SOURCE RECORDS: Begin

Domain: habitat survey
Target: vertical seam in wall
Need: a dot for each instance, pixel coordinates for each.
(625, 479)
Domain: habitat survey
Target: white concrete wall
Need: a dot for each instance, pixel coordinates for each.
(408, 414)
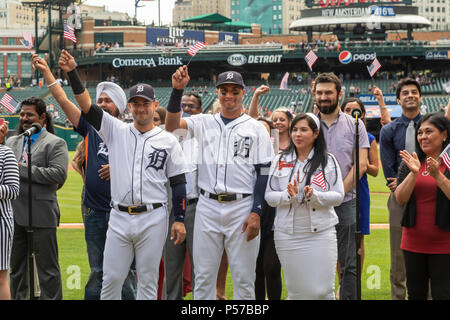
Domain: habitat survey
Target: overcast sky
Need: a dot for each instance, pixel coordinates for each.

SOURCE RECORDS: End
SOURCE RECORDS: Begin

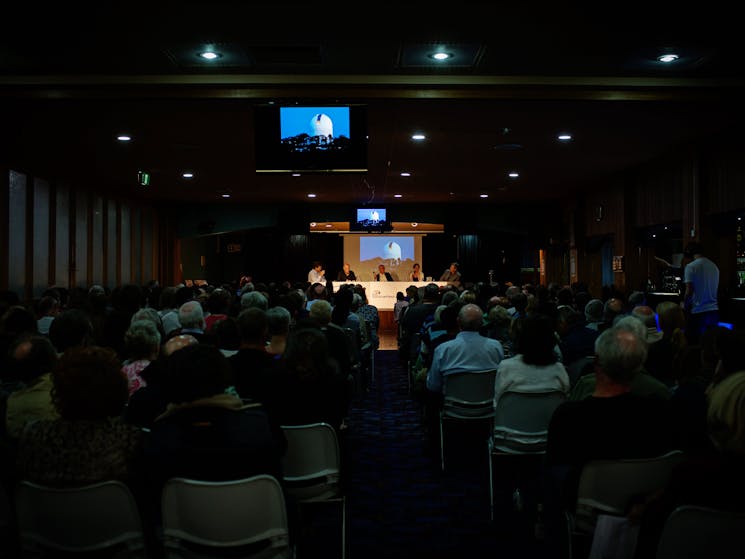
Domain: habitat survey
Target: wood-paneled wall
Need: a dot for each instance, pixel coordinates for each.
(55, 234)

SOURCE RECORDS: End

From the records above, report the number of lines that hold the string "Target" and add nothing.

- SOLUTION FOR THIS EXERCISE: 4